DATA PROVIDED:
|---|

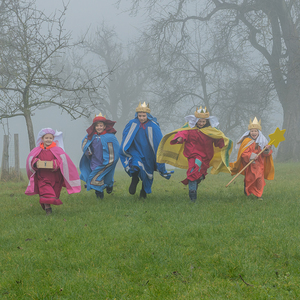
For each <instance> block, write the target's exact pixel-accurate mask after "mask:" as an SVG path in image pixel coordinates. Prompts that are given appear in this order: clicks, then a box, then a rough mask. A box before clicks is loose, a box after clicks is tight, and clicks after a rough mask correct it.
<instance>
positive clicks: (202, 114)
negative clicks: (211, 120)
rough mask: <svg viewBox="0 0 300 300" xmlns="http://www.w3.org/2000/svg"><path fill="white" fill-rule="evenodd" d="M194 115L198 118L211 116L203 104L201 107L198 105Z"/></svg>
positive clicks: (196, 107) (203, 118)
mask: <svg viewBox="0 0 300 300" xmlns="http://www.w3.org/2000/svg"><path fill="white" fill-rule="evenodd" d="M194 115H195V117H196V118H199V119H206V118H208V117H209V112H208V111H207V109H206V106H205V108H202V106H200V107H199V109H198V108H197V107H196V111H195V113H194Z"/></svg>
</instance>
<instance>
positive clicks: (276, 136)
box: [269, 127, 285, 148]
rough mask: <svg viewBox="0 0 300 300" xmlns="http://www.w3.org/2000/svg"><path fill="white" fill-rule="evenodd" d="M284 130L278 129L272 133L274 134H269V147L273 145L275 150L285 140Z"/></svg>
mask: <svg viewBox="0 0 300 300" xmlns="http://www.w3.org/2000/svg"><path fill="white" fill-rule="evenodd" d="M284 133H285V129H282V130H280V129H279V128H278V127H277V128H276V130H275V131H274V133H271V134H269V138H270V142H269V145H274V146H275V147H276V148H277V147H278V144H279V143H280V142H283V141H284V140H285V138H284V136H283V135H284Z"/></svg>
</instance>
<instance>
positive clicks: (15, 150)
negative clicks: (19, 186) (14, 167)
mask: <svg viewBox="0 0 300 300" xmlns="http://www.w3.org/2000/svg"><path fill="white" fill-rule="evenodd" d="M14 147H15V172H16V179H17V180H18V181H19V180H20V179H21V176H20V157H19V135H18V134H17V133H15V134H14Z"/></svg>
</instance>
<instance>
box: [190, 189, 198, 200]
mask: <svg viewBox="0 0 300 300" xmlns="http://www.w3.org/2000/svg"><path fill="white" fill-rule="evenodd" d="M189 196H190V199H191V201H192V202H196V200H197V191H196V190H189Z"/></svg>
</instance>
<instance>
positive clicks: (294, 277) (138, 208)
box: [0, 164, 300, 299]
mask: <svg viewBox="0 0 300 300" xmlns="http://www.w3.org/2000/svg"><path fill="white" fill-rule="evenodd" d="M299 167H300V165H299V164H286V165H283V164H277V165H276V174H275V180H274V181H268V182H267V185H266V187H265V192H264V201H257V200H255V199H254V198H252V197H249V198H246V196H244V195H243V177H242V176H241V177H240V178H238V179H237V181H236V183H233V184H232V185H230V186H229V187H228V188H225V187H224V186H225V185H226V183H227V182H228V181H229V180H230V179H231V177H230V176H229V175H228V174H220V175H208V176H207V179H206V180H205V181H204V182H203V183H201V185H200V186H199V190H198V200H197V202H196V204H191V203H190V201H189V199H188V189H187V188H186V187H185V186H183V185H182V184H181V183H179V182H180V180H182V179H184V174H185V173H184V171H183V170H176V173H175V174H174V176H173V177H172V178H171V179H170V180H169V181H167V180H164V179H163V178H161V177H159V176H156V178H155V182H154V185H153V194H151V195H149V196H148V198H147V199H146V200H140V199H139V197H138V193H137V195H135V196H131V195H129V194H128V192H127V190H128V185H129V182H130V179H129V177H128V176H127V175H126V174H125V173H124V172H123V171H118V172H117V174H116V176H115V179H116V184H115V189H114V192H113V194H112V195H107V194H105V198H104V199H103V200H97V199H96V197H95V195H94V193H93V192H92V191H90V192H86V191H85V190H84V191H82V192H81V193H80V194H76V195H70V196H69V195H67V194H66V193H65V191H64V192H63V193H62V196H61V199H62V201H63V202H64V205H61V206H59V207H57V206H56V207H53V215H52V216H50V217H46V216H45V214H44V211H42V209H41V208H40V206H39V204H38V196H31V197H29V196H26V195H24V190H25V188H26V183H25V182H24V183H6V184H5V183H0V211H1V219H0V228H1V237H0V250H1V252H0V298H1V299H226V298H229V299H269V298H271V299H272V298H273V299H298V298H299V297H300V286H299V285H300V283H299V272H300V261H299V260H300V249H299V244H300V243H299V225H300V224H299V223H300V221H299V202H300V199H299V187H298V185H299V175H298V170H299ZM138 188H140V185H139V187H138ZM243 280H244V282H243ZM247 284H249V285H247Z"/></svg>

|---|

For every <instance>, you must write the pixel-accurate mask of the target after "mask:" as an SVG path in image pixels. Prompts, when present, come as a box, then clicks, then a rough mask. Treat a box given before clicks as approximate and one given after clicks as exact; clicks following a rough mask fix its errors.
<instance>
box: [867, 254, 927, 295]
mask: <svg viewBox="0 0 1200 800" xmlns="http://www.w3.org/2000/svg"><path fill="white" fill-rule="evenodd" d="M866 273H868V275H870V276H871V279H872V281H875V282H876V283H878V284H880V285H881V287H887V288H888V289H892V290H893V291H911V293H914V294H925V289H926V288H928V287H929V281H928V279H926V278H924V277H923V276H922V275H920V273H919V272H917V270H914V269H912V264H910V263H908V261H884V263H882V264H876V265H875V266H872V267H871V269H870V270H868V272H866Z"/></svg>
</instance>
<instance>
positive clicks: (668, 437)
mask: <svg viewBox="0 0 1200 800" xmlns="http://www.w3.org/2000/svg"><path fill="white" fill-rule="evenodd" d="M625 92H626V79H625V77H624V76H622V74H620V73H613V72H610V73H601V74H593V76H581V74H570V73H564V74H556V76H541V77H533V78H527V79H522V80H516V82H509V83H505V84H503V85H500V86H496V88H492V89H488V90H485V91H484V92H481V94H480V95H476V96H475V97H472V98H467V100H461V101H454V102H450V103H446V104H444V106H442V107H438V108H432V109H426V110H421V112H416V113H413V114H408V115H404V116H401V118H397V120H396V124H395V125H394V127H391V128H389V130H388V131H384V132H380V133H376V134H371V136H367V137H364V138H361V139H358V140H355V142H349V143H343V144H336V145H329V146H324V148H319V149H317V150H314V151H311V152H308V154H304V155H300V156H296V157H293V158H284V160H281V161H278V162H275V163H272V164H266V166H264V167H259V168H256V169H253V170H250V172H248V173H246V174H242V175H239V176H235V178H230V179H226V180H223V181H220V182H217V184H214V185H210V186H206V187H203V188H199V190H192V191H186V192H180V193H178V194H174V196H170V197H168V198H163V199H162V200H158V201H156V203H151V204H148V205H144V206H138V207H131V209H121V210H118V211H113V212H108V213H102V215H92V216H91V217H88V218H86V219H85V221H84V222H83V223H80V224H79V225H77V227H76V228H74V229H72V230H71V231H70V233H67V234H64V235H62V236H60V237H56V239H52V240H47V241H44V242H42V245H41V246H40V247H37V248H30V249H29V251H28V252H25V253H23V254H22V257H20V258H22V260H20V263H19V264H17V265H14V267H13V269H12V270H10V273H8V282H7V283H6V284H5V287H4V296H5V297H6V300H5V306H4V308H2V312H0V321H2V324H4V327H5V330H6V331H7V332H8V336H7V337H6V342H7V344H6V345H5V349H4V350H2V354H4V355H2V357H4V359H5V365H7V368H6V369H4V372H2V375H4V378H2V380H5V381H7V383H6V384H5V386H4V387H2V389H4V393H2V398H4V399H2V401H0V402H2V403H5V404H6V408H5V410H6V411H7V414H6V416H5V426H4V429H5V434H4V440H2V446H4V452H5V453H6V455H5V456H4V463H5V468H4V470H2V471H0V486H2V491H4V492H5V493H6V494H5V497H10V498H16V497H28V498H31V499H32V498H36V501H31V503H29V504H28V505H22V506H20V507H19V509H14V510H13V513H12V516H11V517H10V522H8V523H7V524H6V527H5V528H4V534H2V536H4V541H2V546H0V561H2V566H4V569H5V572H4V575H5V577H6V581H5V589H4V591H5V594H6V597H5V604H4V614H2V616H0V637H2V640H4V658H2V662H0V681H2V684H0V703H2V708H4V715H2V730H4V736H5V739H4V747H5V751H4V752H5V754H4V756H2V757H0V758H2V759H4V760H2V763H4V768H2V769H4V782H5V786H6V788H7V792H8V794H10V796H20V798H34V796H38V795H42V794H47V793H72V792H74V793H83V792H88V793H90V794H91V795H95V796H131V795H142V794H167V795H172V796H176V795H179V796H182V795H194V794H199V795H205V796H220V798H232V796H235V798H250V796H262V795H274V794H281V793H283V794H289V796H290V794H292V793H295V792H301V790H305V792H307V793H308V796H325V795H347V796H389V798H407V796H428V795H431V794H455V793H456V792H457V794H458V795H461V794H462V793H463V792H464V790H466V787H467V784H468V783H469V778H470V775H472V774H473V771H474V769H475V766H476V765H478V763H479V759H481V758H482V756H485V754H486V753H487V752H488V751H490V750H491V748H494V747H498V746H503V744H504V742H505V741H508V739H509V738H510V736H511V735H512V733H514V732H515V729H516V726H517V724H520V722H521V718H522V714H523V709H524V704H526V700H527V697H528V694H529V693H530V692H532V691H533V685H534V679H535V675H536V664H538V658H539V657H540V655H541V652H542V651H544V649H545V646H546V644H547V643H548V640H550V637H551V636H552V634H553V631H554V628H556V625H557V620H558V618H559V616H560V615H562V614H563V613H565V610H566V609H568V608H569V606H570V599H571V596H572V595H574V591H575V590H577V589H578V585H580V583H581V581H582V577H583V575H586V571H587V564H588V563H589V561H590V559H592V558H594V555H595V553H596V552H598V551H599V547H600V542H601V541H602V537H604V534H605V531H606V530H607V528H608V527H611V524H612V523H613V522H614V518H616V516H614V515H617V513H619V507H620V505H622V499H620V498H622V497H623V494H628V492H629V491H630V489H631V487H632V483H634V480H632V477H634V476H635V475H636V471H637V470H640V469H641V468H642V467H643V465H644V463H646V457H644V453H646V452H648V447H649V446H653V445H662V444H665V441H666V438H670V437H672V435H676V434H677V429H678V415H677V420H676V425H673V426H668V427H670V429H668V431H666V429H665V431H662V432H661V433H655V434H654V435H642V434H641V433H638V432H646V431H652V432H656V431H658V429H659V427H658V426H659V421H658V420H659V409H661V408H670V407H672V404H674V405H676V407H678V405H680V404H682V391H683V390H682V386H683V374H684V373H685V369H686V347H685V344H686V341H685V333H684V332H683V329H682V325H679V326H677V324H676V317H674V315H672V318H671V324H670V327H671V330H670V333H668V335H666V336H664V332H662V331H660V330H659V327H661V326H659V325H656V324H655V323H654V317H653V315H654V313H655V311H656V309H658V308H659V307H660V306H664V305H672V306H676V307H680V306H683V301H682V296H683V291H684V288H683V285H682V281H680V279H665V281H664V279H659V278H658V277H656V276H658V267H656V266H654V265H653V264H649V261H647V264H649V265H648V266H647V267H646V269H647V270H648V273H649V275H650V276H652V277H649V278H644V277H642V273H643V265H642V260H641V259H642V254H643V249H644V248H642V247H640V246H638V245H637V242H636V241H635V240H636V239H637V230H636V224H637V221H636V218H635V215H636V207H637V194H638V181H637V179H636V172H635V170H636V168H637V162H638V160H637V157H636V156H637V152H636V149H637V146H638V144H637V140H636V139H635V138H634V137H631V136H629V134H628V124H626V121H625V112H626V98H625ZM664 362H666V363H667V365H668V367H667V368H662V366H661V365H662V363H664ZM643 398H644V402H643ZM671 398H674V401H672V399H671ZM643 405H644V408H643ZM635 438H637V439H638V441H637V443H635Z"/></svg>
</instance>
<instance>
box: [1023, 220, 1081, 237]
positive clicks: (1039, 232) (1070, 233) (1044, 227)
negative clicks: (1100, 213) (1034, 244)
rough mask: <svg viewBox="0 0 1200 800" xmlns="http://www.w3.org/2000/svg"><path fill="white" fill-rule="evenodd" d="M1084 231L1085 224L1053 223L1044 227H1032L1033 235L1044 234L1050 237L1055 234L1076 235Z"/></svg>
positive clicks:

|---|

REQUIRED WORK: How many lines of the data above contain the string "negative"? Treat uppercase and lowercase as different, and reply with the number alone.

SOLUTION FOR THIS PROBLEM: 3